# ELS Project - spindle position read-out



## Wheat.Millington (Nov 27, 2021)

I'm a complete beginner machinist - I've wanted to learn home machining for some time, so finally bought myself an import lathe. Because it doesnt have a quick change gearbox I decided before buying it I wanted to do Clough42's electronic lead screw. I've done the board, encoder and display, but waiting on my bank balance to recover before getting a stepper/controller/power supply. So in the mean time I dug into the code and set up an option to show me the absolute spindle position. I don't know how much utility this really has, but it was a fun little project.

One thing I haven't figured out is a spindle brake, which would increase the usefulness of this set up. However for basic jobs, as shown, it's enough on my lathe to stick it in low gear to hold the spindle steady-ish.


----------



## GunsOfNavarone (Nov 27, 2021)

I have a g0602 with Clough's ELS. When you say "spindle brake", are you referring to the resistor braking of VFD or a mechanical brake?


----------



## brino (Nov 27, 2021)

Interesting and complicated first project.

Welcome to the group!

-brino


----------



## Wheat.Millington (Nov 27, 2021)

GunsOfNavarone said:


> I have a g0602 with Clough's ELS. When you say "spindle brake", are you referring to the resistor braking of VFD or a mechanical brake?


My lathe doesn't have a VFD, it uses a mechanical gearbox. There is no braking system on my lathe at all, but it takes pretty reasonable pressure to move the spindle by hand in the lowest gear (90rpm). I'd like to implement some kind of mechanical brake directly on the spindle at some stage.


----------



## RJSakowski (Nov 27, 2021)

The spindle position would be useful for CNC type functions.  You have already committed to the Clough42 system but another approach  would be to know the position of the spindle relative to the carriage position.  As I understand it, Clough's approach is to keep track of the encoder counts from the beginning and sends appropriate pulses to the stepper motor to keep in sync.  This requires a fair amount processing power. to handle all the calculations in real time.

Aside from that, I'm not sure what advantage would be gained by knowing the spindle position.


----------



## Wheat.Millington (Nov 27, 2021)

RJSakowski said:


> The spindle position would be useful for CNC type functions.  You have already committed to the Clough42 system but another approach  would be to know the position of the spindle relative to the carriage position.  As I understand it, Clough's approach is to keep track of the encoder counts from the beginning and sends appropriate pulses to the stepper motor to keep in sync.  This requires a fair amount processing power. to handle all the calculations in real time.
> 
> Aside from that, I'm not sure what advantage would be gained by knowing the spindle position.


It's more of an experiement/familiarisation project than anything particularly useful, but like I showed you can do thinks like index markings without additional hardware. I'm really not sure what else it would be useful for. Maybe nothing, to be honest. Fun though.

Problem statement ::
In the forum thread about the spindle position read-out, what is the speed of the lowest gear on Wheat.Millington's lathe?

[Detection examples]
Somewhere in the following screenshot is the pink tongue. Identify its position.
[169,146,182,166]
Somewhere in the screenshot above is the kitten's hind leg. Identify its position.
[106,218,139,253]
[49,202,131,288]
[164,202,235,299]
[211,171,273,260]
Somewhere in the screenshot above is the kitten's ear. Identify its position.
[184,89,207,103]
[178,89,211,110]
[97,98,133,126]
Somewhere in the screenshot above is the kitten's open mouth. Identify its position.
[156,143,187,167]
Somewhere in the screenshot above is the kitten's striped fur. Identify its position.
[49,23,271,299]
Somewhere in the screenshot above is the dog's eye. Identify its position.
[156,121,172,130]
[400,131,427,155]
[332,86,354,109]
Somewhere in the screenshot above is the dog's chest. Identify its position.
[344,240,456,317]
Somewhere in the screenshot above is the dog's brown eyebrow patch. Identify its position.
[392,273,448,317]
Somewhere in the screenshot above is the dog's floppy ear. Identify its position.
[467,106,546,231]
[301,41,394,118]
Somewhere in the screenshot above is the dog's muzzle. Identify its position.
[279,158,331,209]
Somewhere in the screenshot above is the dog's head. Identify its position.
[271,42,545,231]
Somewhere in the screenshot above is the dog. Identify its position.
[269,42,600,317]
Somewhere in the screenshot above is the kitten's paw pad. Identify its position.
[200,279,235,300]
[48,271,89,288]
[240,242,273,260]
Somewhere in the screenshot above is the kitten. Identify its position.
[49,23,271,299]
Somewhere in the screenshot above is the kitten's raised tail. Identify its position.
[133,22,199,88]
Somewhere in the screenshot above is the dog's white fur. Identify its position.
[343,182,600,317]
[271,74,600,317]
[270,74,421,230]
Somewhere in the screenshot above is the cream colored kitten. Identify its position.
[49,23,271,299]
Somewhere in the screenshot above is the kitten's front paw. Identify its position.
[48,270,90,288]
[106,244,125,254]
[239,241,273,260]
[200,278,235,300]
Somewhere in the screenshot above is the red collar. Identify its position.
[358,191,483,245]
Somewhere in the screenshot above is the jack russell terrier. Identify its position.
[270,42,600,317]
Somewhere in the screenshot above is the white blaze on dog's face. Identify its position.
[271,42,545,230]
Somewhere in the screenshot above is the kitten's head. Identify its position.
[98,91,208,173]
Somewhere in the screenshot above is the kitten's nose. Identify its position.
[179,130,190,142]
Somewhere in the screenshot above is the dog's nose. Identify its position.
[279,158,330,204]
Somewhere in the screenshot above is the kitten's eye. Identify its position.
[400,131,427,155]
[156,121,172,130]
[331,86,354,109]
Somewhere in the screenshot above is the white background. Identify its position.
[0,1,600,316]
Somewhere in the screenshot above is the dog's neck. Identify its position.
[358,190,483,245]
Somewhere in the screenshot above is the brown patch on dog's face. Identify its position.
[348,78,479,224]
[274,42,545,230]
--
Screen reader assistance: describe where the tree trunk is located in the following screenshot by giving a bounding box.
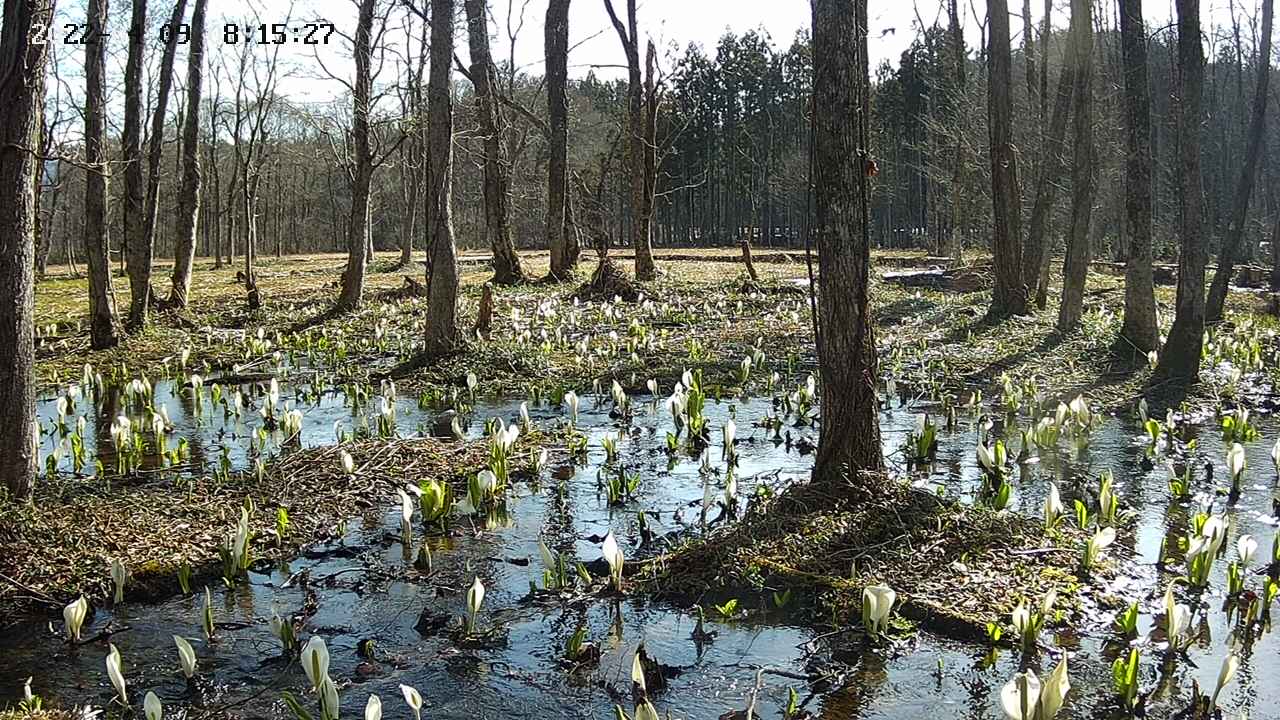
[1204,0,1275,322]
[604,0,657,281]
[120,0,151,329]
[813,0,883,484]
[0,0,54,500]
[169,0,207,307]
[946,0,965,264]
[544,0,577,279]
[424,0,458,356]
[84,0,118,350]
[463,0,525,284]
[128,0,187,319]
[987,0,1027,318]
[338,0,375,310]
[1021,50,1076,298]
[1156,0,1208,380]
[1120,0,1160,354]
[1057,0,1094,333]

Solution ::
90 rpm.